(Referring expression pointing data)
---------------
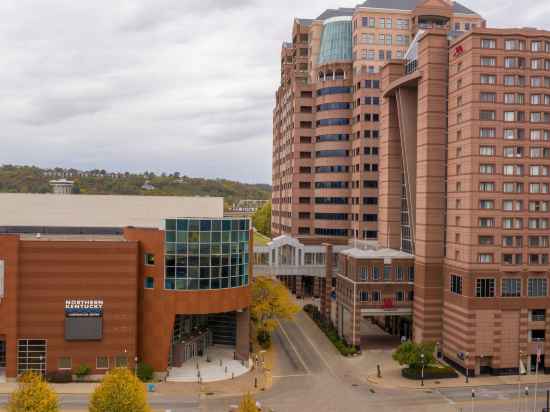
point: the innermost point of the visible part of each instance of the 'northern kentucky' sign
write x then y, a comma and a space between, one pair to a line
83, 307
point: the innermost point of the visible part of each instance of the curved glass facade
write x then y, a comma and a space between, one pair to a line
336, 41
203, 254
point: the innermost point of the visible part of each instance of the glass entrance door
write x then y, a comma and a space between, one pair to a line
31, 356
2, 354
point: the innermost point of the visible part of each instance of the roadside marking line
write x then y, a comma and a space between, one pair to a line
290, 376
315, 349
293, 347
445, 397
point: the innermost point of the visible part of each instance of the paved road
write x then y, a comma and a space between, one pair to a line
311, 376
158, 402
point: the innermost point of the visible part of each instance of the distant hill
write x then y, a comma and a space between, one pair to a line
28, 179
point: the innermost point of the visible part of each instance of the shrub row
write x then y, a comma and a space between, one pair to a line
430, 372
330, 331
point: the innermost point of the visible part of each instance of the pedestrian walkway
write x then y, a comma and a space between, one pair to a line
217, 365
391, 378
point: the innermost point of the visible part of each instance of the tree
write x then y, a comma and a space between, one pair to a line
270, 301
262, 219
120, 391
33, 394
410, 354
248, 404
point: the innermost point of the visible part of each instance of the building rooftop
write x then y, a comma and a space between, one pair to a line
376, 254
329, 13
410, 5
72, 238
98, 211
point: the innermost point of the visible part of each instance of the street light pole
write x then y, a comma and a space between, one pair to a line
466, 356
422, 372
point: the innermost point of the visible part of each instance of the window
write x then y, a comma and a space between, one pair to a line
537, 335
485, 258
511, 288
537, 287
488, 97
486, 169
488, 79
487, 115
488, 44
486, 240
64, 363
456, 284
487, 132
538, 315
399, 273
485, 288
387, 272
488, 61
486, 222
149, 259
102, 362
486, 150
121, 361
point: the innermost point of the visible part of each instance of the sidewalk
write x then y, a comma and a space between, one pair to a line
392, 379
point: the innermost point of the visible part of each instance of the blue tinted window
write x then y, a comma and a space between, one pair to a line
206, 254
333, 122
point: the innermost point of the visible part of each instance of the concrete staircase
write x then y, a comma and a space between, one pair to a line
222, 366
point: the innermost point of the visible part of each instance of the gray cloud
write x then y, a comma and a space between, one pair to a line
161, 85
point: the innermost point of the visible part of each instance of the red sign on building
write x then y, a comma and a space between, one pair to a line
458, 50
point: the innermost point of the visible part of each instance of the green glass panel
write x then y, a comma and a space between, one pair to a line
170, 224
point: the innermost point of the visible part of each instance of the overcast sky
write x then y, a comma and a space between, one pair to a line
162, 85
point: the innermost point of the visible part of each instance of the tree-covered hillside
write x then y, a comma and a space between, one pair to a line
27, 179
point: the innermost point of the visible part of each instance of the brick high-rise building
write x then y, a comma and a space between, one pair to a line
461, 185
326, 122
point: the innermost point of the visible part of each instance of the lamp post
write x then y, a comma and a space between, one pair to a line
422, 372
466, 356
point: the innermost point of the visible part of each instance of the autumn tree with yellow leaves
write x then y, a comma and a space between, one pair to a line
270, 301
33, 394
120, 391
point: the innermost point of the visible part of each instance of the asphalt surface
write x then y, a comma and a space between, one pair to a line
157, 402
310, 376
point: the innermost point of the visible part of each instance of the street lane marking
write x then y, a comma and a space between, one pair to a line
293, 347
315, 349
290, 376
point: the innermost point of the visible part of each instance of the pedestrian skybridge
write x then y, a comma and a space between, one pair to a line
287, 256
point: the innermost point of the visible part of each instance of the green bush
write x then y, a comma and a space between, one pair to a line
82, 371
430, 372
410, 353
145, 372
264, 339
59, 376
330, 331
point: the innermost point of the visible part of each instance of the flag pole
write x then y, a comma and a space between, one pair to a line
539, 353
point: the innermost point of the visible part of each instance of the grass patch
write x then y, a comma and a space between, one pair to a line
330, 331
437, 371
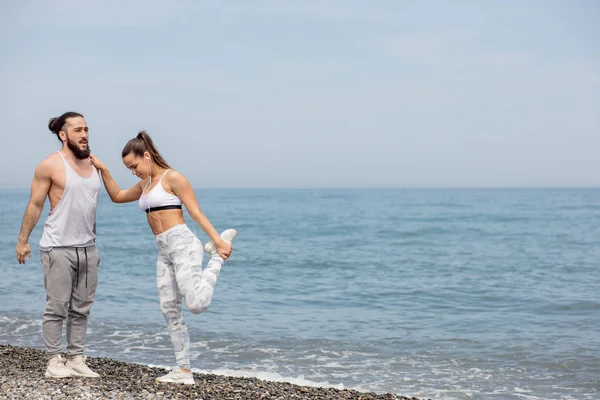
---------------
(Activity) Return the records verbatim, minus pictures.

(Response area)
point: the innermost point of the visible part of each instance of the 'northern kentucky' sign
write x then y, a comma and a space between, one pair to a line
83, 307
point: the innermost point of the visible part of each instance of the curved glass facade
write x then y, a comma and a space between, one pair to a line
336, 41
203, 254
point: the innermost point of the visible part of each instance of the glass entrance door
write x then y, a comma and a space between, one pair to a line
31, 356
2, 354
point: the innermost point of the visible part of each instance of the roadside marking line
write x then y, a comma and a space between, one pair to a line
290, 376
315, 349
293, 347
445, 397
point: the innermost point of the visible part of each instance of the paved road
write x then y, a comma and a space between, one pair to a line
311, 376
158, 402
point: the innermost point of the visible part of each instance of the distant hill
write x then y, a comma and a space between, one pair to a line
28, 179
point: the innermost point of the visible part of each instance of the shrub row
write x then y, a comma and a space between, one pair to a line
430, 372
330, 331
point: the innermost point of the visible part of each instance of the pedestrian walkway
write x then y, a comma and a space between, one pair to a line
217, 365
391, 378
point: the innermost point of the visible part of each instance of the tree
write x then y, a comma and a space between, one pair to a line
270, 301
262, 219
120, 391
33, 394
410, 354
248, 404
point: the innermost point of the visible part of each instance of the building rooftop
write x then y, a comma and a space between, one pair to a line
376, 254
329, 13
410, 5
72, 238
98, 211
point: the innermost point of the visible part of each instance of the street light pole
write x then y, a comma and a space between, one pair to a line
466, 356
422, 372
point: the innermost point of the visible part of each instance of the window
write x then y, a comma and a space between, one pair to a line
537, 335
485, 258
511, 288
537, 287
488, 97
486, 169
488, 79
487, 115
488, 44
486, 240
64, 363
456, 284
487, 132
538, 315
399, 273
485, 288
387, 272
488, 61
486, 222
149, 259
102, 362
486, 150
121, 361
point: the innermost point of the visible part of each instance of the sidewalk
write x then y, a comma and a space between, one pair to a line
392, 379
point: the innermost point of the visible part of each instance of the blue tinted window
write x then y, a comma and a space between, one pair to a line
206, 254
333, 122
point: the innermost point of the visible part of each instance of the concrete staircase
write x then y, a comma and a space between, one pair to a line
222, 366
point: the innermost point of the visible part of each instance of the gray cloud
write x then y, a comma and a space between, one pair to a line
161, 85
point: the innermost point of the visible part of each instance of the red sign on building
write x then y, a comma and a space between, one pair to a line
458, 50
point: the innermost point of the visible part of each instance of the green glass panel
write x then y, a comma and a space between, one pair to a line
170, 224
point: the innermost point of the visible part of each instance of the overcast sky
write x then y, a comma and a space between, one pair to a line
162, 85
point: the innermost point of the visible part of each instance of the tree-covered hillside
write x then y, a comma and a space between, one pair to a line
27, 179
point: the innermost point of the visible part of each instance of the brick high-rise building
write x then y, a comma and a space between, one pair to a line
461, 185
326, 122
point: the innermost point of the visible part of each instance of the lamp post
write x then y, a comma and a space between, one pair to a line
422, 372
466, 356
point: the innermost point of the visible part of each instance of the autumn tree with yellow leaves
write x then y, a comma and a space between, one pair to a line
270, 301
33, 394
120, 391
point: the innermost point of the visible part of each instance of the asphalt surface
write x then y, a comma and a space between, one pair to a line
157, 402
310, 376
point: the innermost point of the visible part of each instance of the street lane marking
write x then y, a comma and a space between, one pair to a line
293, 347
315, 349
290, 376
point: the innermost point of the visible part of each instance of the pedestrian skybridge
write x then y, a comma and a space between, one pair to a line
287, 256
point: the innermost point of the visible part of each instance of the green bush
write x then y, a comma and a space between, one pair to a line
82, 371
430, 372
410, 353
145, 372
264, 339
59, 376
330, 331
point: the innermost point of the visible part of each instance of the flag pole
write x then y, a comma and a space between, one pair to a line
539, 353
point: the innermost point of the visible part of each instance of the grass patch
write x then y, a comma and a space between, one pair to a line
330, 331
437, 371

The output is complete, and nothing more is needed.